### [DIRECTIONS]
Reproduce word for word the passage of the article on mediating oil and gas disputes between "Tip 1: Is Your" and "the opposing party.", inclusive.

── EXCERPTED PASSAGE ──

Mediation has become an indispensable tool in Texas, allowing many lawsuits to be processed faster, more accurately and more economically. Over the last 25 years, the costs of litigation and the time to reach trial have increased exponentially. Meanwhile, in-house counsel increasingly are faced with smaller budgets, fewer in-house resources, and an expanding role in running the business and achieving corporate objectives.
In most cases, mediation can be used to rein in costs and speed up resolution of disputes—whether title issues; deal disputes; operator/non-operator disputes; royalty disputes; surface disputes; tubing failures; or any number of downhole operation failures.
As oil/gas practitioners are aware, mediation is merely a third-party-assisted settlement conference, in which an independent neutral helps the parties communicate, explore settlement options (including business solutions), and craft a binding settlement agreement that brings finality to the dispute.
The idea for this article arose after the authors were comparing notes about what worked and didn’t work at recent oil/gas mediations. Paul D. Clote built his reputation as a trial lawyer over four decades. In recent years, he has transitioned his practice to serving exclusively as a mediator and arbitrator, often in oil/gas disputes. Austin Brister is a highly experienced oil and gas litigator, focusing on operator/non-operator disputes, lease disputes, and “deals gone wrong.” After exchanging observations, we thought it might be helpful to highlight recommendations for mediating oil/gas cases. We hope you find this article insightful, and welcome any feedback or comments by email or phone call.
Tip 1: Is Your Case Ripe for Mediation?
It is important to know whether your case is ripe for mediation. Yes, one of the hallmark benefits of mediation is avoiding potentially unnecessary litigation expenses. However, some disputes are not ripe for mediation until critical threshold discovery has been completed; otherwise, mediation may be an exercise in futility and simply embolden the opposing party.
Prior to mediation, all parties should have exchanged sufficient information to capably analyze the claims and defenses, alleged damages, and the risks inherent to trial. If both parties cannot accurately assess liability, causation, and damages prior to mediation, do not expect meaningful settlement offers and counteroffers to be made.
Many oil and gas cases are quite complex, factually and legally. Parties often have divergent, polarized views of the material facts and legal analysis. If one party does not understand or appreciate the counterparty’s position, the potential for impasse at mediation is much greater.
This is not to say that a case is only ripe for mediation once both sides have exhausted all discovery that otherwise would be completed prior to trial. Instead, evaluate whether sufficient discovery has been undertaken to allow both sides to meaningfully evaluate the risks, anticipated costs, and value of a business solution.

───
── INFORMATION PROVIDED ──

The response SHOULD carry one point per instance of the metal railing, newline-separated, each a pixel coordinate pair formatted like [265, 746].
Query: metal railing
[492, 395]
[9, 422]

───

### [ANSWER FOR THE TASK]
Tip 1: Is Your Case Ripe for Mediation?
It is important to know whether your case is ripe for mediation. Yes, one of the hallmark benefits of mediation is avoiding potentially unnecessary litigation expenses. However, some disputes are not ripe for mediation until critical threshold discovery has been completed; otherwise, mediation may be an exercise in futility and simply embolden the opposing party.